Stored data entries:

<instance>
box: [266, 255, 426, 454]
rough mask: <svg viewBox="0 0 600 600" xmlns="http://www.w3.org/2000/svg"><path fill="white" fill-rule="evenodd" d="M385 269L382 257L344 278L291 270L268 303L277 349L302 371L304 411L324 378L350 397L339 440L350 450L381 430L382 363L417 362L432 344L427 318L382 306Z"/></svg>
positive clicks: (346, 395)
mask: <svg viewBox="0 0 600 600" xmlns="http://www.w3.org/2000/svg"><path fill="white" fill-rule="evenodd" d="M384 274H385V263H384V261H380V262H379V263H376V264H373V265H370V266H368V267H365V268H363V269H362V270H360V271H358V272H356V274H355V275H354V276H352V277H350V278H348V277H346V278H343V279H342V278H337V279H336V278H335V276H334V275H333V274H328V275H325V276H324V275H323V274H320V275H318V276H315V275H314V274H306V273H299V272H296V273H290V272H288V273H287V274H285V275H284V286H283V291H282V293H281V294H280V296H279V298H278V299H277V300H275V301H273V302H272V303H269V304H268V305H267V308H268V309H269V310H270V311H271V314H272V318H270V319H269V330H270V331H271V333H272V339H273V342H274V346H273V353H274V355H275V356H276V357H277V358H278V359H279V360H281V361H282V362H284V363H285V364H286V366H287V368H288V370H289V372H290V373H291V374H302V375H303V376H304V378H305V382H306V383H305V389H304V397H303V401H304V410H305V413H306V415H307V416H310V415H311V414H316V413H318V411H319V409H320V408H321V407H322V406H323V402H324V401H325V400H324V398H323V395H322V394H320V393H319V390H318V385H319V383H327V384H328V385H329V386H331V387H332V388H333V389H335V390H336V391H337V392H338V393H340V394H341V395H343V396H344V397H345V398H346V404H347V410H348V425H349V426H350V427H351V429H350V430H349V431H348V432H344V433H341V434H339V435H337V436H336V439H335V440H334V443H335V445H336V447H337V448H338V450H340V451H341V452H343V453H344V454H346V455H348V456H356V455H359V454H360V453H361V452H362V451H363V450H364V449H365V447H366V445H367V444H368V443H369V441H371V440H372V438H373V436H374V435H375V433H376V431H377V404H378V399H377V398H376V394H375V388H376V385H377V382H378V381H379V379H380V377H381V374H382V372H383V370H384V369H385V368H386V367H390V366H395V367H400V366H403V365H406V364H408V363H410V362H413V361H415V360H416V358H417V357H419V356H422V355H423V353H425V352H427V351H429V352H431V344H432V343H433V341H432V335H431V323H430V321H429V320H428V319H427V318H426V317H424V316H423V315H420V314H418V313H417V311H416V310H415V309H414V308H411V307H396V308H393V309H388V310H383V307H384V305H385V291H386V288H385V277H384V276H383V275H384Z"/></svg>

Requirement:
Copy these lines out word for word, covering all the records.

Expected output:
<instance>
box: [266, 255, 426, 454]
rough mask: <svg viewBox="0 0 600 600" xmlns="http://www.w3.org/2000/svg"><path fill="white" fill-rule="evenodd" d="M385 269L382 257L344 278L291 270L268 303L277 349L302 371L304 411L324 378L350 397L339 440L350 450L381 430L382 363L417 362L432 344L427 318L382 306Z"/></svg>
positive clicks: (346, 395)
mask: <svg viewBox="0 0 600 600" xmlns="http://www.w3.org/2000/svg"><path fill="white" fill-rule="evenodd" d="M384 274H385V263H384V261H380V262H379V263H376V264H373V265H370V266H368V267H365V268H363V269H362V270H360V271H358V272H356V274H355V275H354V276H352V277H350V278H348V277H346V278H343V279H342V278H337V279H336V278H335V276H334V275H333V274H328V275H325V276H324V275H323V274H320V275H318V276H315V275H314V274H306V273H299V272H296V273H290V272H288V273H287V274H285V275H284V286H283V291H282V293H281V294H280V296H279V298H278V299H277V300H275V301H273V302H272V303H269V304H268V305H267V308H268V309H269V310H270V311H271V314H272V318H270V319H269V330H270V331H271V333H272V339H273V342H274V346H273V353H274V355H275V356H276V357H277V358H278V359H279V360H281V361H282V362H284V363H285V364H286V366H287V368H288V370H289V372H290V373H291V374H302V375H303V376H304V378H305V382H306V383H305V389H304V397H303V401H304V410H305V413H306V415H307V416H310V415H311V414H316V413H318V411H319V409H320V408H321V407H322V406H323V402H324V401H325V400H324V398H323V395H322V394H320V393H319V390H318V385H319V383H327V384H328V385H329V386H331V387H332V388H333V389H335V390H336V391H337V392H338V393H340V394H341V395H343V396H344V397H345V398H346V404H347V410H348V425H349V426H350V427H351V429H350V430H349V431H348V432H344V433H341V434H339V435H337V436H336V439H335V440H334V443H335V445H336V447H337V448H338V450H340V451H341V452H343V453H344V454H346V455H348V456H356V455H359V454H360V453H361V452H362V451H363V450H364V449H365V447H366V445H367V444H368V443H369V441H371V440H372V438H373V436H374V435H375V433H376V431H377V404H378V399H377V398H376V394H375V388H376V385H377V382H378V381H379V379H380V377H381V374H382V372H383V370H384V369H385V368H386V367H390V366H395V367H400V366H403V365H406V364H408V363H410V362H413V361H415V360H416V358H417V357H419V356H422V355H423V353H425V352H427V351H429V352H431V344H432V343H433V341H432V335H431V323H430V321H429V320H428V319H427V318H426V317H424V316H423V315H420V314H418V313H417V311H416V310H415V309H414V308H411V307H396V308H393V309H388V310H383V307H384V305H385V291H386V288H385V277H384V276H383V275H384Z"/></svg>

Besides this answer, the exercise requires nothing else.